Instructions to follow:
Could you reproduce the data below word for word, leaving out nothing?

Available data:
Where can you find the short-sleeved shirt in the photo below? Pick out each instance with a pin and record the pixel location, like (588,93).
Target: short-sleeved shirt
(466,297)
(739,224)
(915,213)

Correct response:
Where can you find the short-sleeved shirt in the photo below? Pick out each instance with a pin and record the pixel location, like (588,93).
Target: short-sleeved shirt
(466,297)
(739,224)
(915,213)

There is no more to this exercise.